---------- Texte cité

CHAPITRE 2 : VERS UN NOUVEAU DÉCOLLAGE

I. LA PISTE D'UNE GESTION STRATÉGIQUE DE LA CONCURRENCE AVEC LES TRANSPORTEURS D'ÉTATS TIERS

A. L'INDISPENSABLE RÉGULATION EUROPÉENNE

Le thème de la régulation européenne recouvre en fait deux problématiques : la nécessité d'une action commune, à l'échelle de l'Union, parce que l'échelon de l'État ne suffit pas ; la nécessité désormais impérieuse de faire véritablement respecter les dispositions adoptées pour combattre la concurrence déloyale.

1. L'échelon de l'État ne suffit pas

La nécessité de ne pas s'en remettre au seul niveau des États membres vient d'être parfaitement exposée par le Comité économique et social européen, dans l'avis « Une politique européenne intégrée de l'aviation », adopté les 16 et 17 septembre 2015.

Le groupe de travail souscrit pleinement à ce que le Comité économique et social européen a dit, et si bien dit : dans le monde actuel, chaque État membre est trop petit pour conduire une véritable négociation dans le domaine aéronautique. En revanche, lorsque les 28 États membres parlent d'une seule voix, ils peuvent obtenir quelque chose.

Encore leur faut-il définir une position véritablement commune.

2. Appliquer le droit de l'Union contre la concurrence déloyale

Adopté il y a onze ans, le règlement n° 868/2004 du 21 avril 2004 était censé protéger les compagnies européennes de transport aérien contre les subventions et pratiques déloyales qui leur porteraient préjudice.

Mais ce texte antidumping aux intentions excellentes reposait sur un dispositif aux objectifs prudents et pusillanimes dans ses moyens. Ainsi, seules pouvaient être contestées des subventions spécifiques à des entreprises ou des industries relevant de l'autorité qui accorde la subvention... Encore fallait-il que le plaignant démontre l'existence d'un préjudice, en s'appuyant sur des éléments de preuve positifs permettant de mettre en évidence des subventions qui causent un préjudice. Les mesures que la Commission européenne serait alors susceptible d'adopter ne devraient dépasser ni le niveau des subventions mises en évidence par le plaignant ni l'incidence du différentiel tarifaire (!).

--------------------
---------- Entrées extraites

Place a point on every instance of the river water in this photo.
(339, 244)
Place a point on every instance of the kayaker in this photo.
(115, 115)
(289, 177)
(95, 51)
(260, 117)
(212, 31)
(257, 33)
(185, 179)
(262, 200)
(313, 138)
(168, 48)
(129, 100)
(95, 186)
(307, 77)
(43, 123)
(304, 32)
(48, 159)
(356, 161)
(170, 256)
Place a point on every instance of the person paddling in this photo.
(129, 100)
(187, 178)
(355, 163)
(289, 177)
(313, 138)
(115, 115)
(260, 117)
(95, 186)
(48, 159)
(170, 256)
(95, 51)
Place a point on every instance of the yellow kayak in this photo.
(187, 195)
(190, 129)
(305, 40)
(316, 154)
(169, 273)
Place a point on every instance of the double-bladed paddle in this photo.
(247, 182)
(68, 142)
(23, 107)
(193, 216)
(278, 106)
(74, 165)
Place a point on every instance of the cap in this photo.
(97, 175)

--------------------
---------- Entrées extraites

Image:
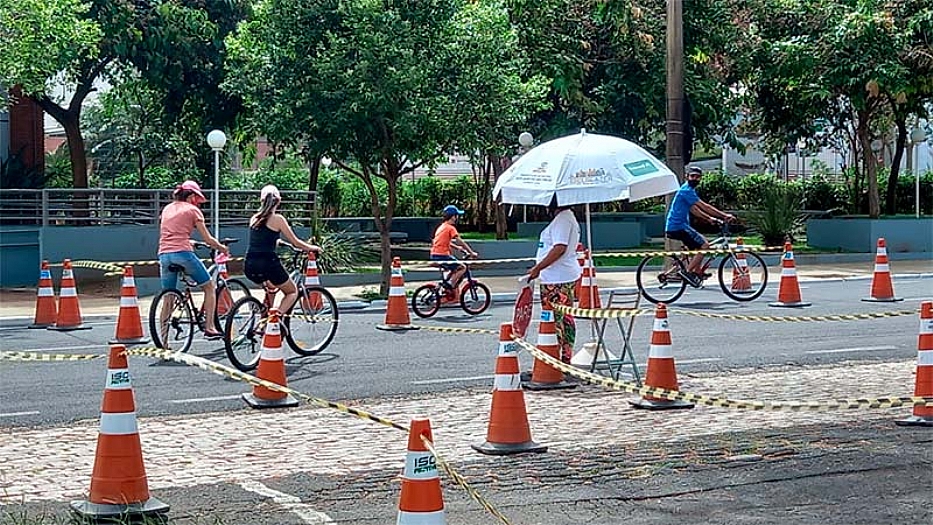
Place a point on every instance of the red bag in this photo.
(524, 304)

--------------------

▶ [Consignes] Reformulez sous forme de liste le paragraphe du texte cité qui commence par « Mais ce texte antidumping », sans perdre ses faits principaux.

▶ [Réponse]
- Le texte antidumping avait d'excellentes intentions, mais son dispositif était prudent dans ses objectifs et pusillanime dans ses moyens.
- Seules les subventions spécifiques à des entreprises ou des industries relevant de l'autorité qui les accorde pouvaient être contestées.
- Le plaignant devait démontrer l'existence d'un préjudice à l'aide d'éléments de preuve positifs mettant en évidence des subventions préjudiciables.
- Les mesures que la Commission européenne pouvait adopter ne devaient dépasser ni le niveau des subventions mises en évidence par le plaignant ni l'incidence du différentiel tarifaire.